■ **Yönerge ve koşullar**
Aşağıdaki "DARBE BİTTİ mi" başlıklı yazıya göre şu soruları yanıtlayın:
(a) Anayasa Mahkemesi'nin tahliye kararı verdiği davada kaç gazeteci yargılanıyor?
(b) Meclis Başkanı hangi iki bayramı resmi tatil olarak sayıyor?
(c) Meclis Başkanı'na göre laiklik nerede olmamalıdır?

■ **Metin alıntısı**
****
DARBE BİTTİ mi
Bir ülke düşünün…
İki Gazeteci’nin, ‘silah taşıdığı’ söylenen Mit Tırları’na ilişkin yaptıkları HABERCİLİK noktasında yargılandığı bir davada Anayasa Mahkemesi’nin aldığı tahliye kararı için o ülkenin Cumhurbaşkanı kalkıp da, "Ben Anayasa Mahkemesi'nin vermiş olduğu karara sadece sessiz kalırım, o kadar… Ama onu kabul etmek durumunda değilim. Karara uymuyorum, saygı da duymuyorum" diyebiliyor…
Ardından, aynı ülkenin iktidar partisine mensup Meclis Başkanı’nın Laikliğe ilişkin cümleleri geliyor ardı ardına… “Anayasa inanca göre tasnif edildiğinde, 82 Anayasası da 61 Anayasası da dindar anayasalardır. Neden? Resmi tatiller, Kurban Bayramı ve Ramazan Bayramı'dır. Din dersleri mecburidir ve inanca dayalı bir yapısı vardır. Yani seküler değildir, dindar Anayasadır. Laiklik tarifi de ona göre olmalıdır. Laiklik bir kere yeni Anayasa’da olmamalıdır…”
Yok, bitmedi, konuşan konuşana eklendi !
****
■ **Kayıt alıntıları**
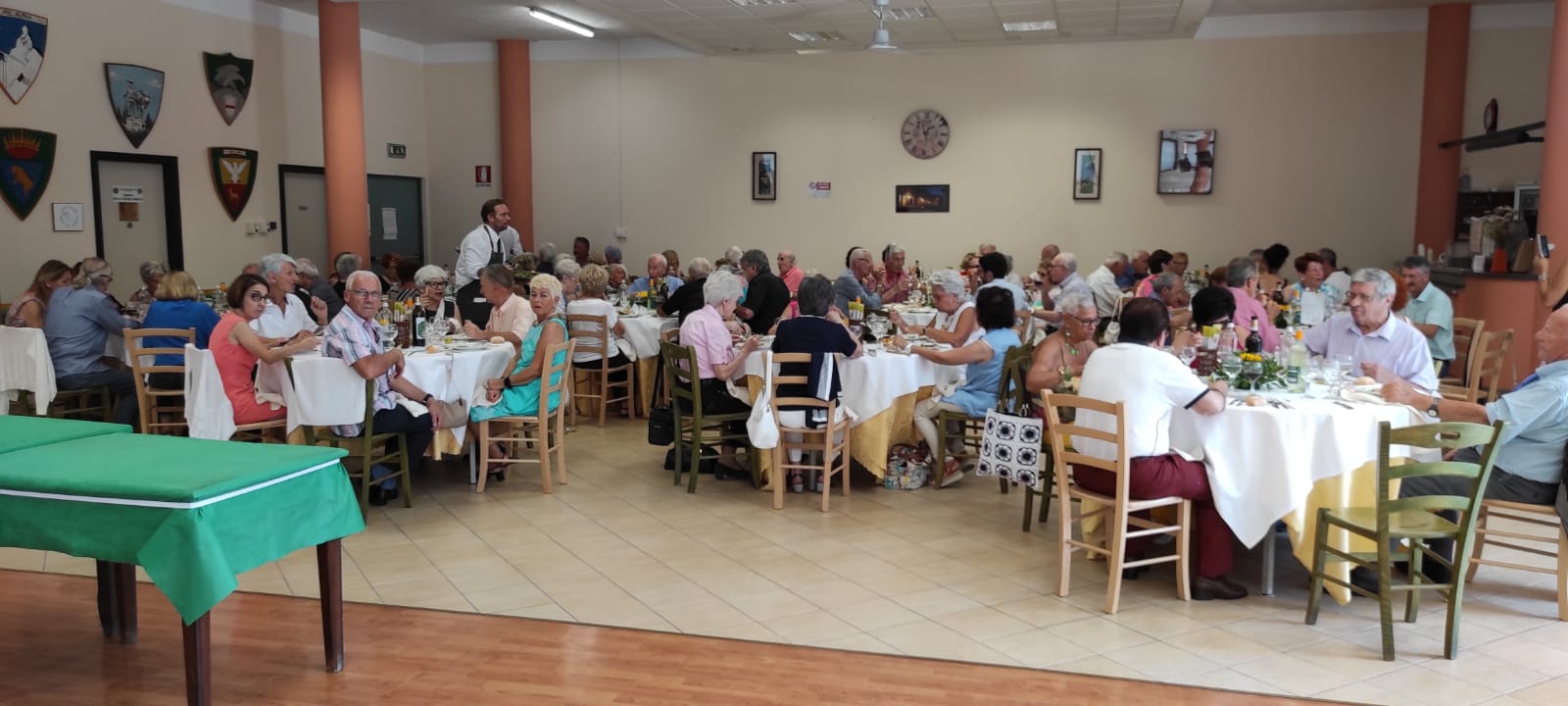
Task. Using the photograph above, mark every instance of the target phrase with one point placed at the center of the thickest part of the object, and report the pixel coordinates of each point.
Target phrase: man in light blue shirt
(1429, 310)
(77, 326)
(1380, 344)
(1529, 460)
(658, 267)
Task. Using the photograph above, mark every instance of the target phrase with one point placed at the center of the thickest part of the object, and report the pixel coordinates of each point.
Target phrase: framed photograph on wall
(1186, 162)
(764, 176)
(1086, 173)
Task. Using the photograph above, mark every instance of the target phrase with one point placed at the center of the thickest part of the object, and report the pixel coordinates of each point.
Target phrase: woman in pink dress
(235, 349)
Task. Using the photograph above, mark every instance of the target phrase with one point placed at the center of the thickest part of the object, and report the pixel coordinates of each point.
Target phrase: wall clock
(925, 133)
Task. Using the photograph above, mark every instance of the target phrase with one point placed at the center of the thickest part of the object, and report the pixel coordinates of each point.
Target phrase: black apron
(470, 302)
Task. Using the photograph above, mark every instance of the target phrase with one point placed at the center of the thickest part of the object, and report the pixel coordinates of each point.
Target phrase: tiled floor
(927, 573)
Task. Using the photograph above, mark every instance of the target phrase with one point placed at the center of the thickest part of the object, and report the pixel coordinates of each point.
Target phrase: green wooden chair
(366, 451)
(1410, 520)
(695, 429)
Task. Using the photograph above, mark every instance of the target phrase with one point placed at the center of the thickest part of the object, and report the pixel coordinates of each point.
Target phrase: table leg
(198, 663)
(329, 567)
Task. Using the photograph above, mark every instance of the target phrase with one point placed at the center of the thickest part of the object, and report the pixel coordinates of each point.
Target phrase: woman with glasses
(956, 321)
(237, 349)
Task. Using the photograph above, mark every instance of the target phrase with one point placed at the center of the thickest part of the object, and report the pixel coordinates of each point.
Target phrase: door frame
(172, 222)
(282, 200)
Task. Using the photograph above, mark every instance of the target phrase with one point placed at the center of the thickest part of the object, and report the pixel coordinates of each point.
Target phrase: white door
(133, 227)
(305, 219)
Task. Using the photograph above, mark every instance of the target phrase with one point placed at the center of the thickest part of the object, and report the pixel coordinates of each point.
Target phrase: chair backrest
(1060, 435)
(1466, 336)
(554, 376)
(1010, 392)
(1440, 436)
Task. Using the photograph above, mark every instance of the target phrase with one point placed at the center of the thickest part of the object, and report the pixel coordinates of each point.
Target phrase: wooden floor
(267, 650)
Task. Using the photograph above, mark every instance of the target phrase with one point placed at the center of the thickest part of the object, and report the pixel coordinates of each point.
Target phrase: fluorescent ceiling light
(1029, 25)
(561, 23)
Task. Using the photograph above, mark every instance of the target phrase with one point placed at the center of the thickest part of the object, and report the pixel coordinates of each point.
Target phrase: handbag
(1010, 447)
(661, 418)
(760, 426)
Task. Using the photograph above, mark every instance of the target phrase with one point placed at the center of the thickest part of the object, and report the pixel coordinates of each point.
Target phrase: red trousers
(1172, 476)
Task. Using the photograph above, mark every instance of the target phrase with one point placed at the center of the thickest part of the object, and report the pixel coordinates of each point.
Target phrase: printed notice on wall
(388, 224)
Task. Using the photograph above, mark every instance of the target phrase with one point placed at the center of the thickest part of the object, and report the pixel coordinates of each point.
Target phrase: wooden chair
(366, 451)
(549, 428)
(601, 342)
(835, 454)
(1410, 520)
(1484, 376)
(156, 402)
(1118, 510)
(1554, 535)
(1466, 337)
(695, 429)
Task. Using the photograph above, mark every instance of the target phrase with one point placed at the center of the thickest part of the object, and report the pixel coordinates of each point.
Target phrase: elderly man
(77, 324)
(286, 316)
(1529, 460)
(767, 297)
(1104, 282)
(510, 314)
(1241, 278)
(789, 274)
(355, 337)
(857, 281)
(494, 242)
(316, 287)
(1154, 386)
(1429, 311)
(658, 269)
(1380, 344)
****
■ **Çözüm**
(a) İki gazeteci.
(b) Kurban Bayramı ve Ramazan Bayramı.
(c) Yeni Anayasa'da.